** START DATA EXCERPTS **
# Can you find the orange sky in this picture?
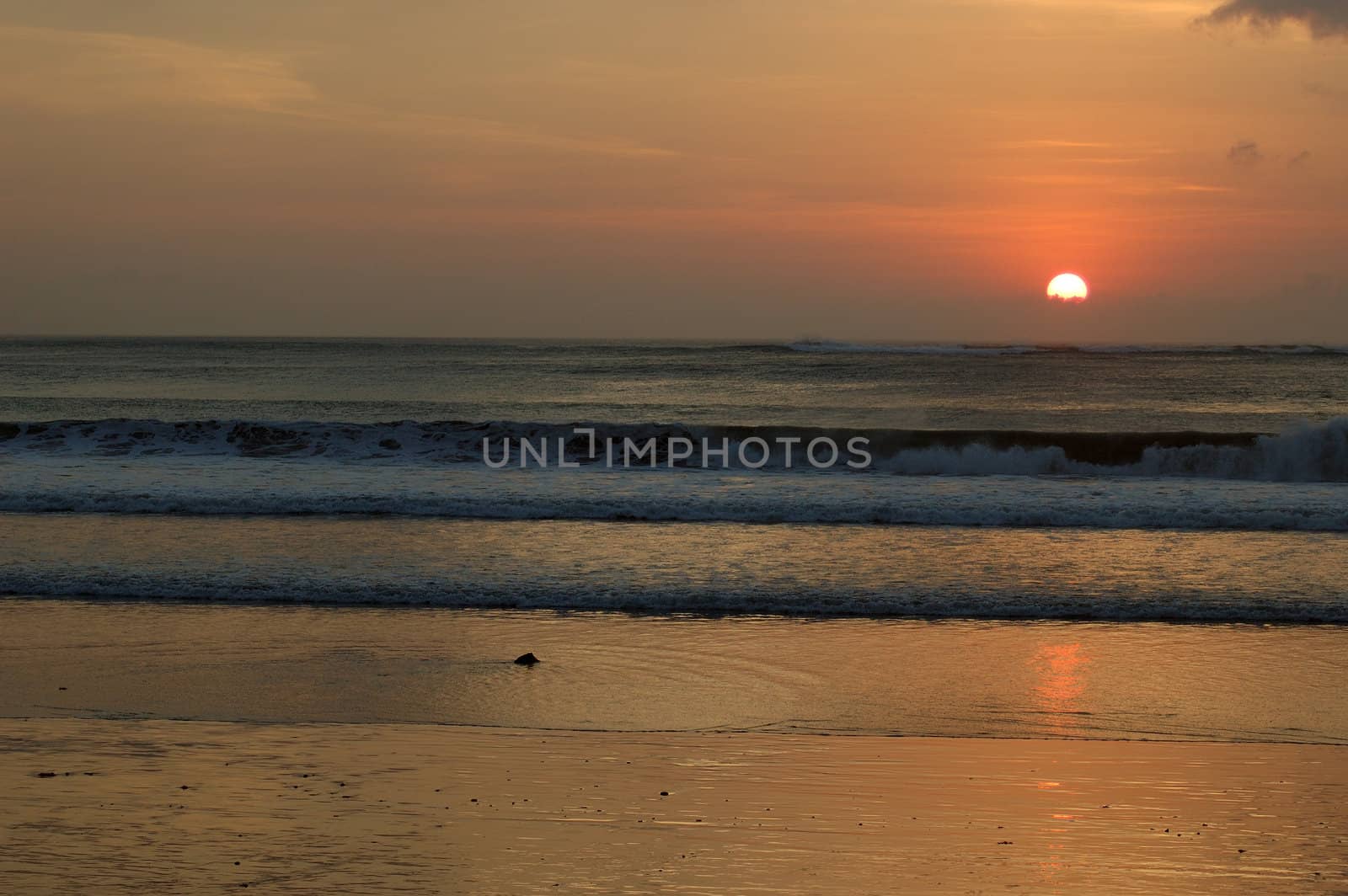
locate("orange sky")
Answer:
[0,0,1348,342]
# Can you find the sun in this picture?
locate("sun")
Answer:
[1049,274,1090,301]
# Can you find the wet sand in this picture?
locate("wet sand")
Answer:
[0,718,1348,894]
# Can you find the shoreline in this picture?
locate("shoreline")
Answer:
[0,719,1348,893]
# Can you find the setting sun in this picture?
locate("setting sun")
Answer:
[1049,274,1089,301]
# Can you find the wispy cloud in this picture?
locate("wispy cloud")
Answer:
[0,24,679,159]
[1197,0,1348,38]
[998,140,1112,150]
[1227,140,1263,168]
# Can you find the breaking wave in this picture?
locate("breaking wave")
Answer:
[0,416,1348,483]
[780,339,1348,355]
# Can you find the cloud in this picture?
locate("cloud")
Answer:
[1227,140,1263,167]
[0,24,679,159]
[1197,0,1348,38]
[1305,81,1348,105]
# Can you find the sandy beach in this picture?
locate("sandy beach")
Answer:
[0,598,1348,894]
[0,719,1348,894]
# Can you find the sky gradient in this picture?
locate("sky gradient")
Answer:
[0,0,1348,344]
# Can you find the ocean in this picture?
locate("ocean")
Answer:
[0,339,1348,624]
[0,339,1348,744]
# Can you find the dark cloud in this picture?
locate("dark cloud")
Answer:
[1198,0,1348,38]
[1227,140,1263,167]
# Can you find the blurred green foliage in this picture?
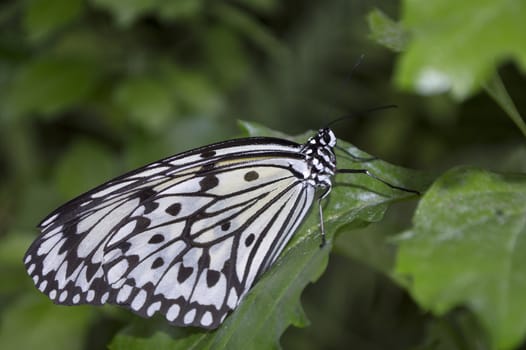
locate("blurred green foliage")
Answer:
[0,0,526,349]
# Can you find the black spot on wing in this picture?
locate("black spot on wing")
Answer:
[200,150,216,158]
[152,257,164,269]
[148,233,164,244]
[137,187,157,202]
[245,233,256,247]
[206,270,220,288]
[244,170,259,181]
[165,203,181,216]
[177,265,194,283]
[143,201,159,215]
[133,216,151,233]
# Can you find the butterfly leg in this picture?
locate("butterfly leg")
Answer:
[318,186,331,248]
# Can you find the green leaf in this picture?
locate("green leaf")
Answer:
[55,140,115,198]
[7,57,99,117]
[157,0,205,20]
[0,290,92,350]
[23,0,84,40]
[111,123,425,350]
[396,0,526,99]
[114,76,175,130]
[91,0,158,27]
[396,168,526,349]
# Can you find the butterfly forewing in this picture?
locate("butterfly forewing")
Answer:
[24,132,332,328]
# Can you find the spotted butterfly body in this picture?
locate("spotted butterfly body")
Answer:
[24,128,336,329]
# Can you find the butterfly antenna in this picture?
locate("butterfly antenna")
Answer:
[336,169,421,195]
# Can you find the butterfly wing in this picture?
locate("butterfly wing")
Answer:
[24,138,314,328]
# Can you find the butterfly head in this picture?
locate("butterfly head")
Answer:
[301,128,336,187]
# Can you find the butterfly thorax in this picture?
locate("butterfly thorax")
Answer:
[301,128,336,188]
** END DATA EXCERPTS **
> **DIRECTIVE**: Copy every entry above word for word, and leave out the pictures.

> **SOLUTION**:
# Can you find the orange sky in this picture?
locate("orange sky")
Answer:
[0,0,1348,342]
# Can you find the sun in this picture?
locate("sun")
Answer:
[1049,274,1090,301]
# Can you find the wet sand in this picture?
locate("wet sand")
Answer:
[0,718,1348,894]
# Can you find the shoreline in this picture?
locate("shoreline")
Answer:
[0,719,1348,893]
# Can you find the setting sun in this picture?
locate("setting sun")
Answer:
[1049,274,1089,301]
# Can you find the wispy cloud in this picture?
locate("wispy cloud")
Answer:
[0,24,679,159]
[1197,0,1348,38]
[998,140,1112,150]
[1227,140,1263,168]
# Can you find the breaking wave in this picture?
locate("breaking wave")
Answer:
[0,416,1348,483]
[780,339,1348,355]
# Can you find the cloud in this picture?
locate("cloud")
Answer:
[1227,140,1263,167]
[0,24,679,159]
[1197,0,1348,38]
[1305,81,1348,105]
# Can you find the sandy beach in this picture?
locate("sandy beach")
Answer:
[0,598,1348,894]
[0,719,1348,894]
# Can you find the sky gradient in this picture?
locate("sky gradient")
Answer:
[0,0,1348,344]
# Can you find the ocean in this picture?
locate("ocean")
Answer:
[0,339,1348,624]
[0,339,1348,744]
# Can you find the dark cloud in this picture?
locate("dark cloud")
Answer:
[1198,0,1348,38]
[1227,140,1263,167]
# Can you find the blurred green foliage in this picture?
locate("blurred green foliage")
Answer:
[0,0,526,349]
# Can you find the black spot on wing in this picture?
locate("black spot on wing")
Answer:
[200,150,216,158]
[152,257,164,269]
[148,233,164,244]
[137,187,157,202]
[245,233,256,247]
[206,270,220,288]
[244,170,259,181]
[165,203,181,216]
[177,265,194,283]
[143,201,159,215]
[133,216,151,233]
# Can you find the butterfly leg in this picture?
locate("butterfly leg")
Answer:
[318,186,331,248]
# Can you find the green leaf in this picture?
locate("green leaf")
Answer:
[55,140,115,198]
[7,57,99,117]
[157,0,205,20]
[0,290,92,350]
[23,0,84,40]
[111,123,425,350]
[396,0,526,99]
[114,76,175,130]
[91,0,158,27]
[396,168,526,349]
# Can you find the butterfly forewing in this picture?
locate("butterfly forewing")
Answer:
[24,132,332,328]
# Can you find the spotted butterfly body in this picture?
locate("spotted butterfly body")
Answer:
[24,128,336,329]
# Can you find the butterfly antenna in this picture?
locate("butterfly antenna")
Answer:
[336,169,421,195]
# Can you find the butterfly wing in this picture?
locate("butterfly wing")
Answer:
[24,138,314,328]
# Can you find the butterfly head in this picture?
locate("butterfly head")
Answer:
[301,128,336,187]
# Can you find the butterfly thorax in this picture?
locate("butterfly thorax")
Answer:
[301,128,336,188]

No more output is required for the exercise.